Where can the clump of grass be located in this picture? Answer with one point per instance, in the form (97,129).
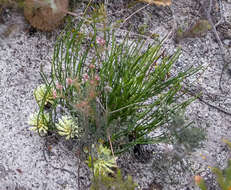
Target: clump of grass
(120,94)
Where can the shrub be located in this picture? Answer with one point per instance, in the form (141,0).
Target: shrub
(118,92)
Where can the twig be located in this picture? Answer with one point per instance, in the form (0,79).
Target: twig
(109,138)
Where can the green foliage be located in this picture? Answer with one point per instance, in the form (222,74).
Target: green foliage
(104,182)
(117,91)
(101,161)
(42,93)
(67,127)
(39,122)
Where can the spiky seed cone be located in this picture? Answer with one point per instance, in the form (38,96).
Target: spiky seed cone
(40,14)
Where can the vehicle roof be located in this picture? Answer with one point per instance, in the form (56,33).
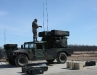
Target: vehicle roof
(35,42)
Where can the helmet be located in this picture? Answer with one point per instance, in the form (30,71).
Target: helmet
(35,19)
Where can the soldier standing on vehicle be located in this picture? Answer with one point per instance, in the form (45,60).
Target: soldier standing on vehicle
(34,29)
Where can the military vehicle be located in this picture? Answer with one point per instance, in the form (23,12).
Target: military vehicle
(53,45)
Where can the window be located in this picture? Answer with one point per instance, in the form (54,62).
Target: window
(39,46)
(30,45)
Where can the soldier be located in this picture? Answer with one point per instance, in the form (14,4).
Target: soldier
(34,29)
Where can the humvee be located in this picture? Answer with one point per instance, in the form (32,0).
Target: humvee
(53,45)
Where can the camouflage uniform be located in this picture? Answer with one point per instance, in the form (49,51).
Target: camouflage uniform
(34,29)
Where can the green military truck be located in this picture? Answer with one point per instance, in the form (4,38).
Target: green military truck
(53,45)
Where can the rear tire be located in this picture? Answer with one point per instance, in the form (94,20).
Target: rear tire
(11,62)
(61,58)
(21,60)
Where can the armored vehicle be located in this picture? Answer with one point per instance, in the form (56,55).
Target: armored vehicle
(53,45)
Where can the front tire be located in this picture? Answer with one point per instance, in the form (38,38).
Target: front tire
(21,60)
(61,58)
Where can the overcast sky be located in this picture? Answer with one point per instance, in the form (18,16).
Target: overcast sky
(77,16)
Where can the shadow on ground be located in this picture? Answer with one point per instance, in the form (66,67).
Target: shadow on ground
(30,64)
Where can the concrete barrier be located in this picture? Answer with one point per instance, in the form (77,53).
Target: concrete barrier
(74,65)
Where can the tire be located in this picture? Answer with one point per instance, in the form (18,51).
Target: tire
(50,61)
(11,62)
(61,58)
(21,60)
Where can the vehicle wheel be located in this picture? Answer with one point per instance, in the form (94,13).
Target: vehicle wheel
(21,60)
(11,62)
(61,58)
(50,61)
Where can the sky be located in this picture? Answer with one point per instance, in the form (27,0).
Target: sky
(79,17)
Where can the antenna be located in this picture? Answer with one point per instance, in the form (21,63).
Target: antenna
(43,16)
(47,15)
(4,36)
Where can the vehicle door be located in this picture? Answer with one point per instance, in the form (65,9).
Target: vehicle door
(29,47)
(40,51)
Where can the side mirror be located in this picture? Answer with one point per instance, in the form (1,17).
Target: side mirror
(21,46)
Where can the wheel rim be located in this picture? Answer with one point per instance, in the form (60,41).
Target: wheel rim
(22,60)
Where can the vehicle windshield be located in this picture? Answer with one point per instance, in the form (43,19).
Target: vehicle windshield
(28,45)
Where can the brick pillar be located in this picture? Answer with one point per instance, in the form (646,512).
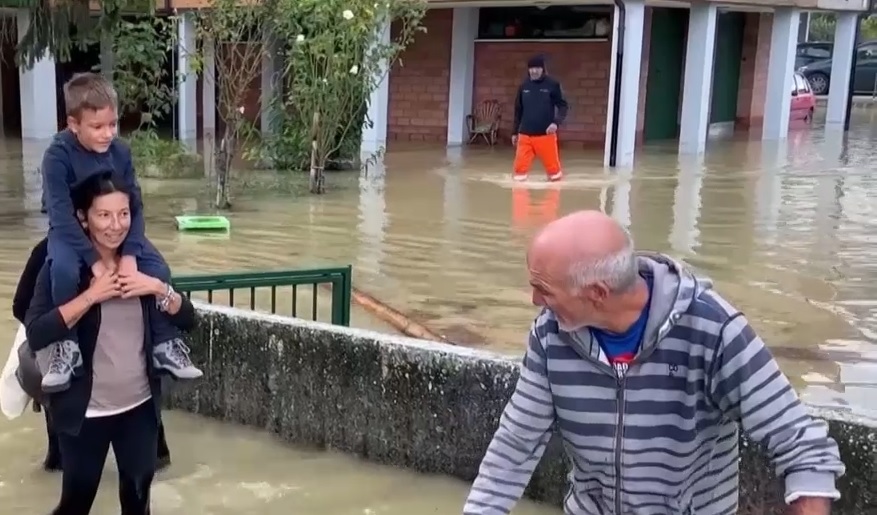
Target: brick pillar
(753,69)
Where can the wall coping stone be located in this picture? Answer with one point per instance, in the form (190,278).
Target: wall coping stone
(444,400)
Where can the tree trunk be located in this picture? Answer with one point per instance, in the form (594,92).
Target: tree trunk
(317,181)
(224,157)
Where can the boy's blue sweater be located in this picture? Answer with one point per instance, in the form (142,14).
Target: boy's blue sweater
* * * *
Without the pictures, restate each entry exactly.

▸ **Exercise result**
Where can the clump of grass be located in this picture? Answer with one point per instance, in the form (97,129).
Target: clump of grass
(120,94)
Where can the shrub be located in this picture? Answer with one point per instance, in the form (141,0).
Target: shrub
(118,92)
Where can the twig be located in this picture? Answer with one point per instance, in the form (0,79).
Target: twig
(109,138)
Where can the green foliage be located in this picture? Answer with one point per instance, in the form (222,74).
Target: green foliage
(104,182)
(117,91)
(101,161)
(42,93)
(67,127)
(39,122)
Where can the spiky seed cone be located in this picture? Answer with one point per instance, in the form (38,96).
Target: spiky seed cone
(40,14)
Where can the vehicle roof be located in this picture? Answer with one point per instance, in the form (56,33).
Target: vehicle roof
(35,42)
Where can the helmet be located in this picture? Answer with one point per instance, in the form (30,71).
Target: helmet
(35,19)
Where can the soldier standing on vehicle be located in this picture? Answer with one point per instance, in the form (45,60).
Target: soldier standing on vehicle
(34,29)
Where can the military vehicle be located in this picture? Answer with one point per instance, in the form (23,12).
Target: military vehicle
(53,45)
Where can the window be located in this picture? Answer with one point per instance, in the form (54,62).
Target: window
(39,46)
(30,45)
Where can the soldier be located in this picture? Answer with one point per instance, in the form (14,4).
Target: soldier
(34,29)
Where can the humvee be located in this picture? Answer with one point per instance, in the form (32,0).
Target: humvee
(53,45)
Where can the camouflage uniform be located in this picture? Answer with one point per instance, in the form (49,51).
Target: camouflage uniform
(34,29)
Where can the green military truck be located in this picture? Answer with one point per instance, in the form (4,38).
Target: green military truck
(53,45)
Where can the rear tire be located in this picture? Answer with one point per instance, in the form (94,20).
Target: rear tire
(11,62)
(61,58)
(21,60)
Where can the armored vehicle be located in this picture? Answer with one point per instance, in the form (56,55).
Target: armored vehicle
(53,45)
Where can the front tire be located in this picture? Answer with one point per instance, in the form (38,38).
Target: front tire
(21,60)
(61,58)
Where can the overcast sky be located in this picture? Answer with one point per instance, in the form (18,16).
Target: overcast sky
(77,16)
Where can the shadow on ground be located in this picture? Answer with one point per instance, in the form (66,67).
Target: shadow on ground
(30,64)
Where can the concrete barrier be located in this picture? Answer with one point per instance, in the form (77,53).
Target: concrete barrier
(74,65)
Where can the tire be located in this picture? Answer with one point per instance, in the form (18,51).
Target: tire
(50,61)
(11,62)
(61,58)
(21,60)
Where can the vehicle wheel be located in this picture? Answer with one point per instance, in the form (94,13).
Target: vehicle wheel
(21,60)
(11,62)
(61,58)
(50,61)
Where can the sky be located in this picture? Answer with one point per instance, in the form (27,0).
Target: sky
(79,17)
Where can the antenna be located in this picture? Answer with one point per instance, in the form (21,63).
Target: antenna
(43,16)
(47,15)
(4,36)
Where can the vehicle door be located in this picture? Answer with one point per instance, in the form (65,9).
Target: vehicle door
(29,47)
(40,51)
Where can the side mirror be located in this picture? Answer with one point per instance, in the form (1,17).
Target: side mirror
(21,46)
Where can the wheel rim be located in this picture? Answer with one point per instance, in the form (60,41).
Target: wheel rim
(22,60)
Where can the vehicle windshield be located in this picture? Answer with one point per instance, in the form (43,19).
Target: vehicle windshield
(28,45)
Where can the brick pillar be located in this picture? Answer with one point per instance, in the form (646,512).
Target: brick pillar
(753,69)
Where can the wall coping stone be located in this picture? Answer with one point per instance, in the form (190,278).
Target: wall coping stone
(444,400)
Where can the tree trunk be located in this picture? Answer with one point per instance, in the form (594,92).
Target: tree trunk
(317,181)
(224,157)
Where can the boy's blue sweater be located in this picture? Answer with one point per instance, in the form (142,14).
Target: boy's blue sweater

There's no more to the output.